* START SUPPLIED INFORMATION *

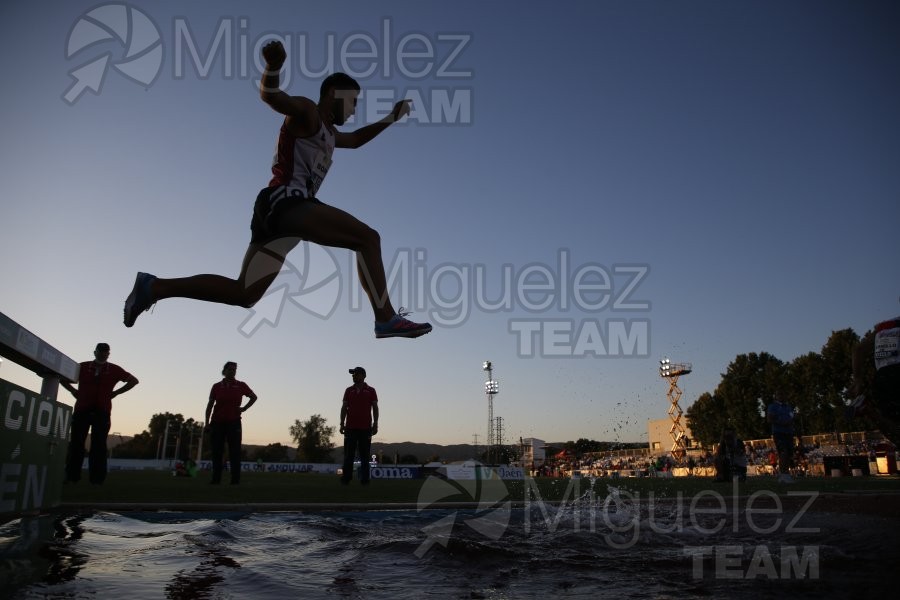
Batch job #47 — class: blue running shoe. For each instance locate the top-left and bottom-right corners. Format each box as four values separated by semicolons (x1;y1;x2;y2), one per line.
123;273;156;327
375;307;431;338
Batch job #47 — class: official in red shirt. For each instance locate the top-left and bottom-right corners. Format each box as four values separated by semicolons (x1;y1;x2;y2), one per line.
206;361;256;485
340;367;378;485
61;342;138;485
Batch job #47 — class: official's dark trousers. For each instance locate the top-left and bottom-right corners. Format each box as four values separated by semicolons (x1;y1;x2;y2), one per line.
66;410;110;484
341;429;372;483
209;421;241;483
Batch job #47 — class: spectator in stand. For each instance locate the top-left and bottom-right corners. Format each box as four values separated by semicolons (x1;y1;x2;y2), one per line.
716;426;747;481
766;390;794;483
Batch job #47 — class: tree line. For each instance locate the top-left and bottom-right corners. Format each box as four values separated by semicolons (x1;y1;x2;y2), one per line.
685;329;875;446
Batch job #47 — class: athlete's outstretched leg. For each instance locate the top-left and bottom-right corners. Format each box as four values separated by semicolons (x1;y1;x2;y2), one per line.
278;202;431;338
124;238;300;327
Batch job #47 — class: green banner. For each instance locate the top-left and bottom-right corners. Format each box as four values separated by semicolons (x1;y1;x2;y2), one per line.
0;379;72;514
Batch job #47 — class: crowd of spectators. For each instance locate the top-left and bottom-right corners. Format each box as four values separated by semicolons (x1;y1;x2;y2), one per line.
533;438;896;479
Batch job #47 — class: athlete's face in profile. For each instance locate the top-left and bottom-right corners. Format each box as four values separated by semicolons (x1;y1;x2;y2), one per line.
332;90;359;125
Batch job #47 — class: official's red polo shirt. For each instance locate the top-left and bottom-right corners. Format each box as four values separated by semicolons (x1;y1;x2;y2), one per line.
344;382;378;429
74;360;133;413
209;379;253;423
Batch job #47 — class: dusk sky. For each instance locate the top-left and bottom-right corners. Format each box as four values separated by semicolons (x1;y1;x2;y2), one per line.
0;0;900;444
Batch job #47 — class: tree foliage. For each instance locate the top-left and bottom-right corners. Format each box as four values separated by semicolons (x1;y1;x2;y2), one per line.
686;329;871;446
251;443;290;462
114;412;203;460
289;415;334;463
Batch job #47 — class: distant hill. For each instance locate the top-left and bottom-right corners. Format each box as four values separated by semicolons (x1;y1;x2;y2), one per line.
244;442;483;463
244;438;646;464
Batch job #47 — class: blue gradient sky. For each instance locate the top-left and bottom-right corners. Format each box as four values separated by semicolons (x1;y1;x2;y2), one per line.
0;0;900;443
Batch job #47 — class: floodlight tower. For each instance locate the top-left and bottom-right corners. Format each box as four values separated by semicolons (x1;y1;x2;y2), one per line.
659;358;692;461
481;360;500;463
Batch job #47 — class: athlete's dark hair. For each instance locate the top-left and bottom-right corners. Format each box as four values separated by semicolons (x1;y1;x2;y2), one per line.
319;73;360;98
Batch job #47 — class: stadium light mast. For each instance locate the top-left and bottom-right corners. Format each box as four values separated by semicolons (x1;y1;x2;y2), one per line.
481;360;500;464
659;358;692;462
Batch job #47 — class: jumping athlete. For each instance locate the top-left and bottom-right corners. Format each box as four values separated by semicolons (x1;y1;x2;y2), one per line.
124;41;431;338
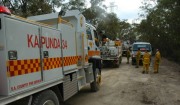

* END SUPPLIED INFORMATION *

▸ WHAT TO WORK ON
Reproduce all of the material above verbatim, omitting the pictures.

▸ COMPLETE ANSWER
Batch job #47 — class: blue running shoe. For each instance locate the top-left and bottom-right corners. Format each box as four values separated by semicolons (x1;y1;x2;y2), one per line.
123;273;156;327
375;307;431;338
Batch job #47 — class: official in red shirt. For each instance locate the top-left and bottom-right corners. Format each box as four values separated by semicolons (x1;y1;x2;y2), one per line.
206;361;256;485
340;367;378;485
61;342;138;485
Batch job #47 — class: official's dark trousers. For each instance locate the top-left and bottom-right corners. Format each box as four values separated by semicolons (x1;y1;x2;y2), one per line.
66;410;110;484
341;429;372;483
209;421;241;483
Batch job #47 — class: spectator in stand. For each instance locate the top-left and bottom-right corners. Format each box as four values separated by semicolons (x1;y1;x2;y2), one per line.
716;426;747;481
766;390;794;483
Batch job #47 — class: tree line. For each instance locate the top-left and bottom-right corners. Format each box as four values separated by semicolons (x1;y1;x2;y2), one per line.
685;329;875;446
Batch job #47 — class: athlete's outstretched leg. For each instance locate the top-left and bottom-right corners. Format each box as four values separated by semicolons (x1;y1;x2;y2), one per line.
278;202;431;338
124;238;300;327
Batch job #47 — class: green banner. For each instance locate the top-left and bottom-right corners. Format each box as four values separated by semicolons (x1;y1;x2;y2), one per line.
0;379;72;514
Batch job #47 — class: crowd of spectators. For each instance locate the top-left and bottom-right corners. Format each box as four values separated by semicolons (x1;y1;x2;y2), one per line.
533;438;896;479
Batch job #47 — class: athlete's face in profile. For each instance locate the top-left and bottom-right corners. Format each box as four values separated by semicolons (x1;y1;x2;y2), one per line.
332;90;359;125
Batch job #47 — class: official's red polo shirt. For each instance locate the top-left and bottom-right corners. Format each box as four values separated by semicolons (x1;y1;x2;y2), one per line.
344;382;378;429
74;360;133;413
209;379;253;423
Batch job #47 — class: dusk sky. For each instance locate the top-left and bottom-right corners. Format each box as four values separated by semicolons (x1;y1;x2;y2), one per line.
0;0;900;444
Batch job #47 — class: tree foliage. For each instance locate the top-left and bottom-right corners. Format each box as four values separated by semicolons (x1;y1;x2;y2), one per line.
686;329;871;446
251;443;290;462
114;412;203;460
289;415;334;463
Batch job #47 — class: distant hill. For each instance locate the top-left and bottom-right corners. Format each box as four values separated by semicolons (x1;y1;x2;y2), one per line.
244;442;483;463
244;438;646;464
Batch job #47 — class: blue gradient sky. For each instance locate the top-left and bottom-right corners. Format each box as four values separated by semicolons (x1;y1;x2;y2), one per line.
0;0;900;443
Batch job #47 — class: floodlight tower. For each instance locate the top-left and bottom-right corners. Format each box as four values separated by semicolons (x1;y1;x2;y2), one per line.
659;358;692;461
481;360;500;463
Batch job #47 — class: athlete's dark hair. For each instance locate the top-left and bottom-right corners. Format each box as four values separated by semicolons (x1;y1;x2;y2), one per line.
319;73;360;98
Batch job #47 — class: stadium light mast. For each instance locate the top-left and bottom-right corners. Format each box as four values separated by semicolons (x1;y1;x2;y2), one per line.
481;360;500;464
659;358;692;462
Batch job #47 — class: jumping athlete. For each instance locate the top-left and bottom-right corners. Format each box as four values separated by semicolons (x1;y1;x2;y2), one per line.
124;41;431;338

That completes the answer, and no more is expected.